▶ What to produce
Whenever the string "hoof" turns up in a line below, that line should be copied.

▶ Supplied records

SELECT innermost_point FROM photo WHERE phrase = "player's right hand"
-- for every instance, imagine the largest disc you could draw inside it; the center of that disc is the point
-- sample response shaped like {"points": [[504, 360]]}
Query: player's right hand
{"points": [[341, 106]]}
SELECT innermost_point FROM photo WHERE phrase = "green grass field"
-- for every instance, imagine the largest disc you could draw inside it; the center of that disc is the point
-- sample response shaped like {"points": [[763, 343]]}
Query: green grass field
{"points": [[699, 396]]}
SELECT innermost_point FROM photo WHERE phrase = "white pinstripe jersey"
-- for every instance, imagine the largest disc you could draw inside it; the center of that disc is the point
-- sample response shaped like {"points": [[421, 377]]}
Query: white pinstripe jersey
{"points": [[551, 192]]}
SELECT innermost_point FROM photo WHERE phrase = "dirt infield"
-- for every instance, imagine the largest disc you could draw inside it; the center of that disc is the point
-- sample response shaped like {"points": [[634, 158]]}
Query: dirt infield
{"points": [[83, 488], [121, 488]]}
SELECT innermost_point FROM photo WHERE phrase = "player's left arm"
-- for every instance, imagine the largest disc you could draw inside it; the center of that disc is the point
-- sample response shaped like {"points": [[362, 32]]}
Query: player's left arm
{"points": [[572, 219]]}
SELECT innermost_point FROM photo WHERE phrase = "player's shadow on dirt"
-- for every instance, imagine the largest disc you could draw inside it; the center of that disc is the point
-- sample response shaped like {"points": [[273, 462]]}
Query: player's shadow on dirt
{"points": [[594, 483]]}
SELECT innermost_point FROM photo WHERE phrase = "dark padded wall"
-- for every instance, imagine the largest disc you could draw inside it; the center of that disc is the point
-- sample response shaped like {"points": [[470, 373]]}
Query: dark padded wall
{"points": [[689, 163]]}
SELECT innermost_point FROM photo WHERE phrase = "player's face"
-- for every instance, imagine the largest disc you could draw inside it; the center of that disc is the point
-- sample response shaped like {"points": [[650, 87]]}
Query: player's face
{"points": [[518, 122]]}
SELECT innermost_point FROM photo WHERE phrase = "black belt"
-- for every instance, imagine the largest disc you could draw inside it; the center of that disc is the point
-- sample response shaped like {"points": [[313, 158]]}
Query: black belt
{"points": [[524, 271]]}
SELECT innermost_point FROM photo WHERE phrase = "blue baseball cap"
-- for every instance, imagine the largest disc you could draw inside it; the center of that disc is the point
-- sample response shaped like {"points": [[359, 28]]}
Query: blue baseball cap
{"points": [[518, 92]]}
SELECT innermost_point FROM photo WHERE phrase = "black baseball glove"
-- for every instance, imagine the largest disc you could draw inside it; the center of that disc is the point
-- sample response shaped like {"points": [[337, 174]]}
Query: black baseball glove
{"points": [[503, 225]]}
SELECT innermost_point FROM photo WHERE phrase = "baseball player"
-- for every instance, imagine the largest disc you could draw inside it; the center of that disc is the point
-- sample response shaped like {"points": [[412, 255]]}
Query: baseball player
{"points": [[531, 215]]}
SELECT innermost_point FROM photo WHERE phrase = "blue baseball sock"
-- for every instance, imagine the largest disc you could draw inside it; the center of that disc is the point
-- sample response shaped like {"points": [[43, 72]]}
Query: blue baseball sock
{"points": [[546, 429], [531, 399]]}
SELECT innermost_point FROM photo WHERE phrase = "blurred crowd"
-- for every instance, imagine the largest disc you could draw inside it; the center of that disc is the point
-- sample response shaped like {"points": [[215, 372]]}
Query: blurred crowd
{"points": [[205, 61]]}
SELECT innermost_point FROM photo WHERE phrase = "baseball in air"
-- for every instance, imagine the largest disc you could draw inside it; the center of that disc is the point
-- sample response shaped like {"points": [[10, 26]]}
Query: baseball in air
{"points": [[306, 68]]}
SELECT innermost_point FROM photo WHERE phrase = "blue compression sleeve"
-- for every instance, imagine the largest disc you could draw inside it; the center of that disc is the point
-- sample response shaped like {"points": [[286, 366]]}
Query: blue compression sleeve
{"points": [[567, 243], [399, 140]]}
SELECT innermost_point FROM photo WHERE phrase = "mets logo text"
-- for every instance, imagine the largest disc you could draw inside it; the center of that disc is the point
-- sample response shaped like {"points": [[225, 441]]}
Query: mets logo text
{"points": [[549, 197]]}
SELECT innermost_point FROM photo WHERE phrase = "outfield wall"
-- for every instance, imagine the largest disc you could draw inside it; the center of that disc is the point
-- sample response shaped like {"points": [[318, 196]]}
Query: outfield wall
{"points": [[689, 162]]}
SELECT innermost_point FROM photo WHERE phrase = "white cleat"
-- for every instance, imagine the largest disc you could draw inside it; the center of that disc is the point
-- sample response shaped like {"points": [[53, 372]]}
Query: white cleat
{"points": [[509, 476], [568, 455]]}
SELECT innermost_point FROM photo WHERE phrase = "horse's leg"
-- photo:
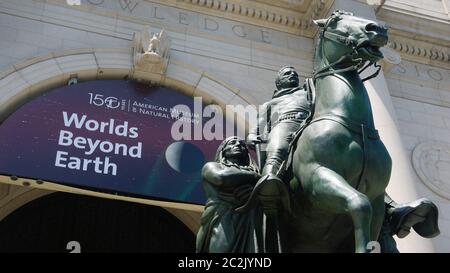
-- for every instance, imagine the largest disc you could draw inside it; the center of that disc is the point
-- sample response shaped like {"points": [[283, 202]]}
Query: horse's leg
{"points": [[378, 217], [331, 192]]}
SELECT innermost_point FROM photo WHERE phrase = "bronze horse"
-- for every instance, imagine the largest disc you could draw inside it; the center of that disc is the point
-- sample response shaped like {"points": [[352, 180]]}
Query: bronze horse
{"points": [[340, 166]]}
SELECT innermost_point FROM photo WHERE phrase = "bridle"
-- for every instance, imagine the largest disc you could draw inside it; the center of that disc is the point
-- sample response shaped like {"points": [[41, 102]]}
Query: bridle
{"points": [[347, 41]]}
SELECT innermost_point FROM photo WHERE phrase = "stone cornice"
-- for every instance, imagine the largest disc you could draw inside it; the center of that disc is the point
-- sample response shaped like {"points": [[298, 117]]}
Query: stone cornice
{"points": [[297, 20], [421, 51], [418, 38]]}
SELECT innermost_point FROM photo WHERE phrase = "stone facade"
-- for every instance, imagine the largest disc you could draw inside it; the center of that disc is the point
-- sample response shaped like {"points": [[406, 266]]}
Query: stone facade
{"points": [[228, 51]]}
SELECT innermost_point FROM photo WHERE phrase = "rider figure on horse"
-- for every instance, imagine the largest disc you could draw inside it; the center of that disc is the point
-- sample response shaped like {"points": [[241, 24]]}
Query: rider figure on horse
{"points": [[284, 115]]}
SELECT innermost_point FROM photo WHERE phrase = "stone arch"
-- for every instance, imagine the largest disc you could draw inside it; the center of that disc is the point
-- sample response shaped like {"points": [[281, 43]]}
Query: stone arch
{"points": [[21, 82]]}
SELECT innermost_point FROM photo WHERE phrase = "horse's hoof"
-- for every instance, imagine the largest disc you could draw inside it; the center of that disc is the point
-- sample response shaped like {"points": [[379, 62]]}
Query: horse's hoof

▶ Expected output
SELECT innermost_point FROM photo WHERE phrase = "horse's hoof"
Query: horse's hoof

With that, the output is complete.